_AIM OF THE TASK_. Resume the memorandum of Kissinger's conversation with Dobrynin below, writing on from its last sentence.

207. Memorandum of Conversation1


  • Soviet Ambassador Anatoliy Dobrynin
  • Henry A. Kissinger

When Dobrynin entered the office, I told him that I regretted taking him away from dinner. Dobrynin said that he knew my habits by now. He knew that when I called him before a speech it would not be [Page 780] good news. I said that the best way to handle the matter was for me to show him a copy of the letter which the President was writing to Brezhnev (attached).2 He asked whether I had a text of the speech.3 I said no, I wouldn’t have it, but I would send it to his office just before 9:00. He said it was odd that I didn’t trust him to keep it secret for even 15 minutes.

Dobrynin then read the President’s letter. He said there were many ambiguities in it; for example, what did we mean by stopping seaborne supplies? Did we really mean interference with Soviet ships? That, of course, would be an act of war. He said he could almost certainly predict what the reaction in Moscow would be and it would be very unfortunate. It had taken him years to get matters to the present point, and now all was being jeopardized. And what was worse, he said, once Soviet policy got set in a certain way it was likely to stay that way for quite a long time. He asked whether there really was no alternative.

I told him that if he read the records of my conversations with Brezhnev he would find that I had told them and told them that we were going to do something drastic. Dobrynin said he wasn’t surprised, although the particular action was perhaps one that would not have occurred to him, but it would be much harder to understand in Moscow. He said that if he could explain American conditions in Moscow, it might be easier, but he was far away. He seemed very resigned to a drastic Soviet response.

He asked why we were turning against them when Hanoi was challenging us. I replied that he should put himself into our position. What would the Soviet Union do if we armed Israel two months before a Soviet Summit and encouraged an attack or at least tolerated an attack which would threaten the Soviet force in Egypt. Dobrynin became uncharacteristically vehement. He said, “First of all, we never put forces somewhere who can’t defend themselves. Second, if the Israelis threaten us, we will wipe them out within two days. I can assure you our plans are made for this eventuality.” He then relapsed into a more diplomatic attitude again, and said that now matters would take a rather bad turn.

At this point, we received a text of the President’s speech and I showed it to Dobrynin. He read it through and asked for clarification, specifically on what we meant by stopping seaborne supplies. I told [Page 781] him we would take all measures but that we would confine our actions initially to territorial waters. Dobrynin also pointed out that a phrase which was in the speech at that point, according to which I was sent to Paris to meet with Le Duc Tho on May 2nd4 based on Soviet assurances, was very strong and would be taken very ill in Moscow. I told him I would see whether I could still get it taken out and left him for a few minutes to go into the President’s office. The President agreed to delete the phrase, and we also had it taken out of the press copy. Dobrynin said that, well, at least we had achieved a minor success, and we had come closer to getting somewhere than we had in the entire period that he had served as Ambassador in Washington.

_DATA PROVIDED_.
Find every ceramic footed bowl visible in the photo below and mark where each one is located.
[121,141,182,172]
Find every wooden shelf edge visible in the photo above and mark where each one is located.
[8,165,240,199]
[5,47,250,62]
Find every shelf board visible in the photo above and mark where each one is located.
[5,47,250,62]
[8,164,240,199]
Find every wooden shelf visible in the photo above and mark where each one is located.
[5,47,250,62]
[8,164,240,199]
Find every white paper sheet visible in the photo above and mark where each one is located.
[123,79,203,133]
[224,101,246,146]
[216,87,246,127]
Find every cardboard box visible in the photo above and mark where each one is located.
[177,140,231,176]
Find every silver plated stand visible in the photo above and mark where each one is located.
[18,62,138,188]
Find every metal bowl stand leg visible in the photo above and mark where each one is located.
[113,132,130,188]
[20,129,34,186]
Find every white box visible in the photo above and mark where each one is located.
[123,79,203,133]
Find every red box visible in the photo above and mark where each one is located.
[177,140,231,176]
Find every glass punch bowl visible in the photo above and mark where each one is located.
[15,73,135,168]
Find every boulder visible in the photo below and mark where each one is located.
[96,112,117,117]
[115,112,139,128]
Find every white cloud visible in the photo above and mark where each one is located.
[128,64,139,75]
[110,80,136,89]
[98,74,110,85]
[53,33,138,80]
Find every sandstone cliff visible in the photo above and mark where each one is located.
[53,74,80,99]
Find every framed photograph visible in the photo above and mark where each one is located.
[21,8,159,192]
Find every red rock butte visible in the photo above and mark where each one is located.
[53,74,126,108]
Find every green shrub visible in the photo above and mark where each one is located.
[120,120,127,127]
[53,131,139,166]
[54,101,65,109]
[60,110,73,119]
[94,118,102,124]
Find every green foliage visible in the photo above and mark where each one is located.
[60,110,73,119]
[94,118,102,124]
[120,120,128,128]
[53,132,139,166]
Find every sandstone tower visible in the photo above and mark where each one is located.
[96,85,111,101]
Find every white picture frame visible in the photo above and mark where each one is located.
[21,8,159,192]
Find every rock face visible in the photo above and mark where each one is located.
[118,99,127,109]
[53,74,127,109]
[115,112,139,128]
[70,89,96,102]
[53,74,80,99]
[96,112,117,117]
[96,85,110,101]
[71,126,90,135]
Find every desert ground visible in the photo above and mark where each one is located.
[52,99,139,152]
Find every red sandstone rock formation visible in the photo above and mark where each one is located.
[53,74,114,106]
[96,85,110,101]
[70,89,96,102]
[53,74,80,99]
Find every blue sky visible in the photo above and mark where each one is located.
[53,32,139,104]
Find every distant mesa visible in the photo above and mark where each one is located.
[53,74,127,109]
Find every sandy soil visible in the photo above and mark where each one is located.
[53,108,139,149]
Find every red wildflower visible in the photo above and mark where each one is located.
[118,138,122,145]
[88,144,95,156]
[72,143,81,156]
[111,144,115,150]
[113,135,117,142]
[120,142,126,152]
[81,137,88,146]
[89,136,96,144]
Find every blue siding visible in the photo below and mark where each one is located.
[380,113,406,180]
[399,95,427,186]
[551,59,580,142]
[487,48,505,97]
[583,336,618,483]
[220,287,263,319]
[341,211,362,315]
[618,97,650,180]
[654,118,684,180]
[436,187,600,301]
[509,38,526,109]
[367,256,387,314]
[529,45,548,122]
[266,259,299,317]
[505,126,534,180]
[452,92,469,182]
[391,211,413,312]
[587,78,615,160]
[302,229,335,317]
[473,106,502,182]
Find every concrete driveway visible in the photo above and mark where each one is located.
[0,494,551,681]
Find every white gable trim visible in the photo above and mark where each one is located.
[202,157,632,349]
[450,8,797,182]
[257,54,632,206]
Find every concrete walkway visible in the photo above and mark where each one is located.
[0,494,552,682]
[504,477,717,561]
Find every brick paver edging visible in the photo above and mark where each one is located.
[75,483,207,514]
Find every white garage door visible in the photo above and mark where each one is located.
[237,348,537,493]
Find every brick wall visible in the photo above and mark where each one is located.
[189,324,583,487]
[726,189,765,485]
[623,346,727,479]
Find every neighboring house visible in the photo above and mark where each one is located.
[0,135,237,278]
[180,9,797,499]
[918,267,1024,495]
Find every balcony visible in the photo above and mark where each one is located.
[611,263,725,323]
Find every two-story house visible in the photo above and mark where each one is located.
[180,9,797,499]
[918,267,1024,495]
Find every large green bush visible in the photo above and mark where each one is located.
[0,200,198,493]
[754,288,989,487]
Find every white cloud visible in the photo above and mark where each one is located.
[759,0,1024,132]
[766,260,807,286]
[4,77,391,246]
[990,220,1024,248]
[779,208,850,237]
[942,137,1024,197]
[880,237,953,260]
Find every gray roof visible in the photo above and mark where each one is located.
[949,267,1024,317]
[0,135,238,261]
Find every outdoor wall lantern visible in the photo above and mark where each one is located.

_RESULT BELOW_.
At this point the meeting broke up.


Letter From President Nixon to Soviet General Secretary Brezhnev 5

Dear Mr. General Secretary:

Since my message to you of May 3,6 there has been no change in the grave situation in Vietnam. The North Vietnamese offensive is continuing and their preparations for new offensive actions, especially in the northern part of South Vietnam, are moving ahead intensively. Because of Hanoi’s total intransigence, negotiations are blocked in all channels, private and plenary. Your message of May 6,7 which I have read with the greatest attention, unfortunately does not change this situation; it confirms it. The issue was not, as you suggest in your message, whether the resumed negotiations would “yield results immediately.” The issue was whether there would be any indication, however minimal, of a North Vietnamese willingness to halt the offensive and to resume negotiations. In all respects, Hanoi has maintained its maximum demands and, as noted above, nothing has changed on the battlefield. It is clear that Hanoi wants the present government of South Vietnam overthrown and replaced by one subject to its own dictates. It is asking us to collude in this endeavor and, failing that, seeks to accomplish the same end by military action.

[Page 782]

But, as I have made clear to you earlier, Mr. General Secretary, this will not happen.

In this situation, I have now determined upon a course of action. It is intended to end the aggression and to permit political processes to operate in South Vietnam so that its people can freely determine their own future.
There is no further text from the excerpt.